• **Data records**
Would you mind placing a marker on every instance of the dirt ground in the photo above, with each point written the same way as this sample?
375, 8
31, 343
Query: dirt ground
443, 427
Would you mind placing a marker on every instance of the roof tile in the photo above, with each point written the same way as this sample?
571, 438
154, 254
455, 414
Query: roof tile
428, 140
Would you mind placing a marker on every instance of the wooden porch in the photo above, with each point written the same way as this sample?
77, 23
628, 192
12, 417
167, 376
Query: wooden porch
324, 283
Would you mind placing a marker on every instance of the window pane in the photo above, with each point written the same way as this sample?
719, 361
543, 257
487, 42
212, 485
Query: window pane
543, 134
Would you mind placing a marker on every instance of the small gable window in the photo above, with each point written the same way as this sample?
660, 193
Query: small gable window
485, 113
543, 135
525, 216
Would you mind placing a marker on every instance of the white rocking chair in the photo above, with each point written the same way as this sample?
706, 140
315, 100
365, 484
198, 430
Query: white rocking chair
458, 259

• **Task**
Copy the rows verbatim, from the line containing "of the small" through the last line of the rows, including both ends.

• **Written response**
Would you mind placing a marker on every instance of the small gable window in the photo above, with each point written the same way as this sample?
660, 193
Query: small gable window
485, 113
543, 135
525, 216
Would you mind placing a marker on every instance of the white rocking chair in the photo above, with each point written the same way as this sample?
706, 140
315, 100
365, 484
198, 430
Query: white rocking chair
458, 259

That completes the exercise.